Stored records
══════════
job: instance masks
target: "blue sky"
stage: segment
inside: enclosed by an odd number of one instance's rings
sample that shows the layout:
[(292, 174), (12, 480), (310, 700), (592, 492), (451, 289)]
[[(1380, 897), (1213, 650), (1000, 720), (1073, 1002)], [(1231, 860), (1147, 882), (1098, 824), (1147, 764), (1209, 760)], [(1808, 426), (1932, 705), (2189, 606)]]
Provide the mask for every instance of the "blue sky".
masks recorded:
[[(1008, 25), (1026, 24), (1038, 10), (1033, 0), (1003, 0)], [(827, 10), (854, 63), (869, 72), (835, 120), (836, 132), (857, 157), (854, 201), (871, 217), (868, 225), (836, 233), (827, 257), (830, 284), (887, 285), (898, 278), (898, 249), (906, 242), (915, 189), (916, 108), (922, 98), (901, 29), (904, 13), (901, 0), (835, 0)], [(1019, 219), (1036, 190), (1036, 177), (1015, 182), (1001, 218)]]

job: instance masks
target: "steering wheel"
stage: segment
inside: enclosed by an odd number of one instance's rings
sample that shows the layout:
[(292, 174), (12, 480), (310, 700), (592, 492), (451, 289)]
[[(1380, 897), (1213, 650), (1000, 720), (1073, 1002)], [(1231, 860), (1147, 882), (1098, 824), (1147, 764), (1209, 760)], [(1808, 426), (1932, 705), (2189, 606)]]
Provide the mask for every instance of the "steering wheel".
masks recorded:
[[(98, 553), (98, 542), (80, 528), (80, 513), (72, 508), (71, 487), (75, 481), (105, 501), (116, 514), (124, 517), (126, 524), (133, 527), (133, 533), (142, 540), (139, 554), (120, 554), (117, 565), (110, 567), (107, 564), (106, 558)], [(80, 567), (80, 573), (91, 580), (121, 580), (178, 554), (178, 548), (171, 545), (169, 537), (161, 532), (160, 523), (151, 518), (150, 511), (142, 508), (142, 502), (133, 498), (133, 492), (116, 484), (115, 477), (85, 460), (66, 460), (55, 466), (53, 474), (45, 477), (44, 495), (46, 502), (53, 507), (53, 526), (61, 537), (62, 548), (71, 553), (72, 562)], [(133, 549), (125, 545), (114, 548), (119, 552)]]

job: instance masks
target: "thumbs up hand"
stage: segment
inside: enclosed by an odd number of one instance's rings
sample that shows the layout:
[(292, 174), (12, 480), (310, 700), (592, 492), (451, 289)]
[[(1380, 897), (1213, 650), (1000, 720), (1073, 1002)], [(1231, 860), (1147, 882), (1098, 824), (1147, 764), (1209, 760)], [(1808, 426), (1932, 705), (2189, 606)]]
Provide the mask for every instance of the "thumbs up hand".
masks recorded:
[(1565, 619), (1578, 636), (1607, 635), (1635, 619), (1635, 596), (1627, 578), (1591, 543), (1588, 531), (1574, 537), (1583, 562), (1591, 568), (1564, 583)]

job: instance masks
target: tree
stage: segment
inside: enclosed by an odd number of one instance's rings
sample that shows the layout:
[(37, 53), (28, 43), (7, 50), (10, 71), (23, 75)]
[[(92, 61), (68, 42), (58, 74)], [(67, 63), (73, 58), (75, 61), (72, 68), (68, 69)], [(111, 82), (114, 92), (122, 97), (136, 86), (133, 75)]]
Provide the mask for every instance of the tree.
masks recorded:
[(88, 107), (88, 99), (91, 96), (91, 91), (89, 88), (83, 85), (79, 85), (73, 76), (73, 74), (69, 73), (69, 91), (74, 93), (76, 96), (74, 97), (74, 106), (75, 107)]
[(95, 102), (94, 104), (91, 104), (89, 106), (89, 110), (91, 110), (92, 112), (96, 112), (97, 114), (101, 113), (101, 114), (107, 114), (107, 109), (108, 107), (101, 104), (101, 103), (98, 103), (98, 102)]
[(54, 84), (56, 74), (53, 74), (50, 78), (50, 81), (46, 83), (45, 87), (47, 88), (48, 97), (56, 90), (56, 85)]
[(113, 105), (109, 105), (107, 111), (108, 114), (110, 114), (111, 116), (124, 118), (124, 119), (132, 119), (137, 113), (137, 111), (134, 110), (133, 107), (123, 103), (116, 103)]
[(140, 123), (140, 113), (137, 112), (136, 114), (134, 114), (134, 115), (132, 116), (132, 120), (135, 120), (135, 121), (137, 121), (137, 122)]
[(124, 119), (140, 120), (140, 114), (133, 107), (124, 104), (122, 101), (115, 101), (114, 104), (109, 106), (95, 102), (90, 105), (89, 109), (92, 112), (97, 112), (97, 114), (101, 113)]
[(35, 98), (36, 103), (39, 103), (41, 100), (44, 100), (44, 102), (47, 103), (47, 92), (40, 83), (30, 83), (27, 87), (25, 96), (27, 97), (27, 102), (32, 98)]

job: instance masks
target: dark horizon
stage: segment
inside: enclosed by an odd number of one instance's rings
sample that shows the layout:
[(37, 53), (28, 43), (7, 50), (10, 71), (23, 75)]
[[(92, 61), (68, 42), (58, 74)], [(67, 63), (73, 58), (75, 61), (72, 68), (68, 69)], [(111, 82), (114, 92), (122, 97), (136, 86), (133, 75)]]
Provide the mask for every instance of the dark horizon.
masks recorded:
══════════
*TASK INSTRUCTIONS*. All lines above containing the string "dark" are to be collected.

*ANSWER TO THIS TASK*.
target: dark horizon
Provide the mask for every instance of the dark horizon.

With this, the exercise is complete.